• TEXTE RETENU
Révoltées par la condition des femmes ukrainiennes, les trois jeunes femmes veulent faire la guerre au patriarcat, aux dictateurs, à la prostitution, aux religions… Et il faut agir ! À 21 ans, Oksana cofonde alors le mouvement radical féministe Femen. À l’été 2008, elle et ses amies manifestent pour dénoncer la prostitution en Ukraine. Aux cris de « Cessez de vendre l’Ukraine » et « l’Ukraine n’est pas un bordel », elles alertent l’opinion sur le tourisme sexuel dans les pays de l’Est.

Le drame de l’hôpital de Khmelnytskyï joue aussi un rôle déclencheur dans les activités militantes du groupe. Révoltée par le fait que quatre femmes sont mortes faute de soin dans un hôpital gangrené par la corruption de ses médecins, elles manifestent dans le centre-ville de Khmelnytskyï puis se rendent à Kiev, la capitale de l’Ukraine, pour médiatiser à plus grande échelle leurs actions.  

Dès 2009, les Femen multiplient les opérations coups de poings et les scandales. Le monde assiste alors à une lutte féministe inédite.

Une Femen « artiviste » qui manifeste nue 

 « Nos seins sont nos armes. »

Oksana Chatchko revendique fermement le droit des femmes à disposer de leur corps. Pour elle, il doit être le symbole du combat pour la liberté de la femme, pas un objet d’asservissement sexuel.

Manifester nue est un moyen de donner une autre signification à la nudité : promouvoir les droits des femmes, lutter contre la corruption, le sexisme, le racisme, l’homophobie ou encore la prostitution. 

« Le véritable art, c’est la révolution ».

Artiviste et responsable de l’aspect artistique et de l’image de ce mouvement, elle écrit elle-même des slogans à la peinture noire sur les seins des militantes Femen. « Fuck » « Poutine tyran ». Les seins, habituellement définis comme objet de désirs et de fantasme, deviennent alors des « armes » militantes.   

Oksana Chatchko, Femen révolutionnaire

Dans la rue, devant les caméras, les Femen, torses nues et couronnes fleuries, brandissent des pancartes « je suis une femme, pas un objet » en scandant « Sors, déshabille-toi, gagne ». Ces « happenings », relayés dans le monde entier, leur valent plusieurs arrestations et séjours en prison.

En 2011, les Femen manifestent devant le siège du KGB en Biélorussie pour protester contre la réélection controversée du président Alexandre Loukachenko. L’année suivante, Oxana et d’autres activistes dénoncent la corruption en Russie en s’emparant d’une des urnes présentes dans le bureau de vote du candidat Vladimir Poutine. Lorsqu’Inna Shevchenko, autre figure de proue des Femen, ose scier publiquement une croix en soutien au groupe de punk rock féministe russe les Pussy Riot (littéralement « émeute de chattes »), c’est le scandale. Sous la pression, les Femen doivent s’exiler…   

Les Femen, des militantes controversées

Le courage et la détermination de ces militantes « aux seins nus » forcent l’admiration, l’incompréhension, mais aussi l’agacement. On leur reproche le manque de lisibilité de leurs messages. Leurs manifestations seins nus dans la rue, leurs propos radicaux et leurs slogans provocateurs sont parfois mal perçus par le public. Jugées incontrôlables, les Femen sont accusées de vouloir seulement « faire le buzz » et de desservir les combats féministes.

• DONNÉES FOURNIES
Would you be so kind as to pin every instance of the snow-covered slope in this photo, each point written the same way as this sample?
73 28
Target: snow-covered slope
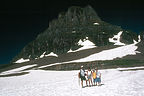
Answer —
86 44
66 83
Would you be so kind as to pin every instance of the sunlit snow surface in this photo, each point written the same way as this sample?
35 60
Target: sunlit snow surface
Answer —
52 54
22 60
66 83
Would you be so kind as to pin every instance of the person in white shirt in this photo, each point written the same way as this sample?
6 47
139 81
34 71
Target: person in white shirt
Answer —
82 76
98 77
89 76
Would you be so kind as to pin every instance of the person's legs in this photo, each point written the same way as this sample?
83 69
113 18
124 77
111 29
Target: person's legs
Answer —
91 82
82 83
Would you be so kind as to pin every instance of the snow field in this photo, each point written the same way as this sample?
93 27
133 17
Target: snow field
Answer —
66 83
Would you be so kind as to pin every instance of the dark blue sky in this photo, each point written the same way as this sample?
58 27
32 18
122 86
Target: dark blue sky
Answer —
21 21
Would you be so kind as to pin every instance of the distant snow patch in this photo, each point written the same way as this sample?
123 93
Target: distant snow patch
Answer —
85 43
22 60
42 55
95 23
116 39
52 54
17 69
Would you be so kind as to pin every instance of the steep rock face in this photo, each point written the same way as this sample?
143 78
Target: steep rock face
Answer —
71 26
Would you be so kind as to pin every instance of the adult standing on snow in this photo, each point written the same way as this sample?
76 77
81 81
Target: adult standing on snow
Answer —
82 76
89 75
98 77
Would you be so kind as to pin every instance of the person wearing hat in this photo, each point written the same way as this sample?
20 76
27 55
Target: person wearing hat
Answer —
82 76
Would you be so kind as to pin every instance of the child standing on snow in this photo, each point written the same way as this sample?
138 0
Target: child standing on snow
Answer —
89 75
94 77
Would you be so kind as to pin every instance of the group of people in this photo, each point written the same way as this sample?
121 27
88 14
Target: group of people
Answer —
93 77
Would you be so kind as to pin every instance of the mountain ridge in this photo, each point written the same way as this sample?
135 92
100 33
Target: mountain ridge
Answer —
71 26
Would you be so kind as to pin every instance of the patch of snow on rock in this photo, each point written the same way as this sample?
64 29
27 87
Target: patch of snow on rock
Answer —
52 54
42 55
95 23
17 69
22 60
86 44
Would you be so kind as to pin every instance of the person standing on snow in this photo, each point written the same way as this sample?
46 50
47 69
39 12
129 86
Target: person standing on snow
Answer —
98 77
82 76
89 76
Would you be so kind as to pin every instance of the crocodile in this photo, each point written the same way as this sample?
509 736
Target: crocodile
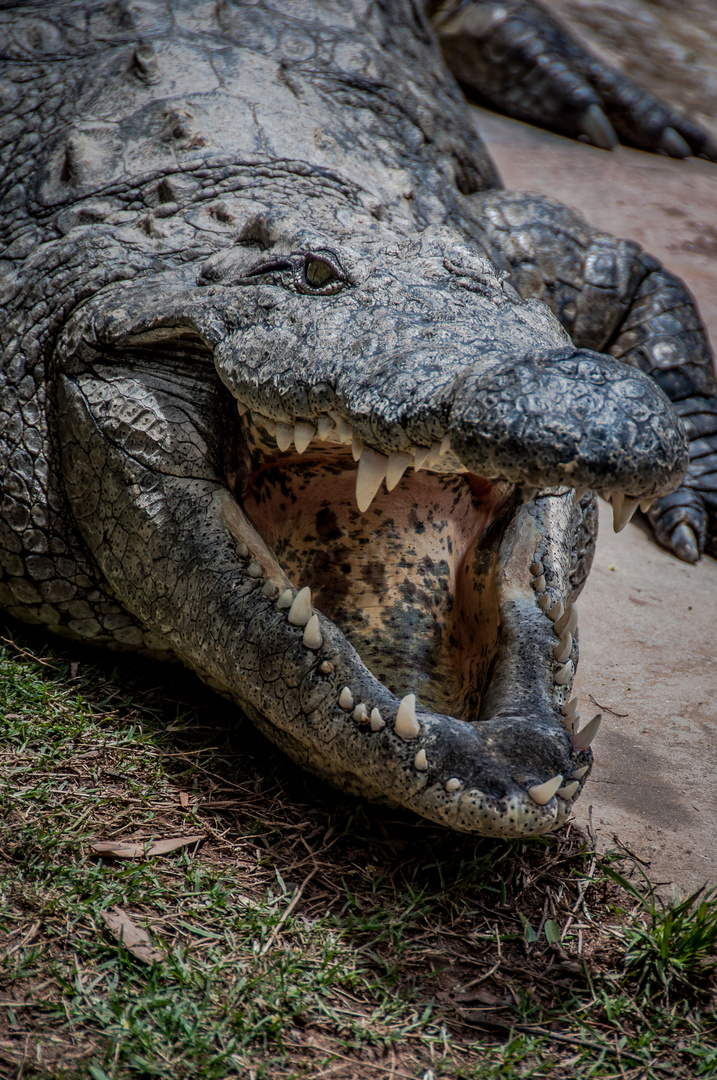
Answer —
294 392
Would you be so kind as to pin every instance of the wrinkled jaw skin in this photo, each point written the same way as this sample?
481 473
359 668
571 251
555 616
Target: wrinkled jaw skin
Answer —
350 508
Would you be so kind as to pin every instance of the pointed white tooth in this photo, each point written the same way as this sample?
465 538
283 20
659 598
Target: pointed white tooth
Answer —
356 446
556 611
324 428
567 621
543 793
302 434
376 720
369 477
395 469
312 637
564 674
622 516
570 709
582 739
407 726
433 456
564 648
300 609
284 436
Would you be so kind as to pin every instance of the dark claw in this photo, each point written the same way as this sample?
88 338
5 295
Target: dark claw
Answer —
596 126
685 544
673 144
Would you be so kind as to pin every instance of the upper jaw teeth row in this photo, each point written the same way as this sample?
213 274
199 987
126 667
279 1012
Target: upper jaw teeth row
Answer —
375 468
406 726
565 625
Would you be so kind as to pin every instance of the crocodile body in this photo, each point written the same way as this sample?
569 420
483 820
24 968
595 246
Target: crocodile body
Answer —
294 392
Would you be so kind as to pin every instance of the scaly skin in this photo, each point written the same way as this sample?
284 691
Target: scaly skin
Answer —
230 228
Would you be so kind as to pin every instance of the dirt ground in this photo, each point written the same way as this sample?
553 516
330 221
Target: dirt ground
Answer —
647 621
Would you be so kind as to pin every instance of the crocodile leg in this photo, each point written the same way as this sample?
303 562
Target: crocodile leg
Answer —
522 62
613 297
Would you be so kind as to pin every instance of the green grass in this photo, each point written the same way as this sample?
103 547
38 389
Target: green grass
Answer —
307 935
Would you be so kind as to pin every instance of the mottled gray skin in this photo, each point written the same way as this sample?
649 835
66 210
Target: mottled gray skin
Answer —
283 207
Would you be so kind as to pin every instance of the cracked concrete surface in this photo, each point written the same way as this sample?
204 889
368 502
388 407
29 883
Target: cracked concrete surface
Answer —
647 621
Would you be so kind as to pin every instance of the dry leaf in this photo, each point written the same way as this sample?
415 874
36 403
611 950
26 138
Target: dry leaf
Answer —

• CONSIGNE 1
Recopiez le passage du texte sur les Femen qui va de « Dès 2009, les » à « encore la prostitution. », ces deux segments compris.
• CONSIGNE 2
Répondez aux questions suivantes à partir du texte sur les Femen.
(a) À quel âge Oksana cofonde-t-elle le mouvement Femen ?
(b) Combien de femmes sont mortes faute de soin à l'hôpital de Khmelnytskyï ?
(c) Devant quel bâtiment les Femen manifestent-elles en Biélorussie en 2011 ?
• CONSIGNE 3
Relevez toutes les personnes désignées par leur prénom et leur nom dans le texte sur les Femen.

• CORRIGÉ 1
Dès 2009, les Femen multiplient les opérations coups de poings et les scandales. Le monde assiste alors à une lutte féministe inédite.

Une Femen « artiviste » qui manifeste nue 

 « Nos seins sont nos armes. »

Oksana Chatchko revendique fermement le droit des femmes à disposer de leur corps. Pour elle, il doit être le symbole du combat pour la liberté de la femme, pas un objet d’asservissement sexuel.

Manifester nue est un moyen de donner une autre signification à la nudité : promouvoir les droits des femmes, lutter contre la corruption, le sexisme, le racisme, l’homophobie ou encore la prostitution.

• CORRIGÉ 2
(a) À 21 ans.
(b) Quatre femmes.
(c) Devant le siège du KGB.

• CORRIGÉ 3
Oksana Chatchko, Alexandre Loukachenko, Vladimir Poutine, Inna Shevchenko.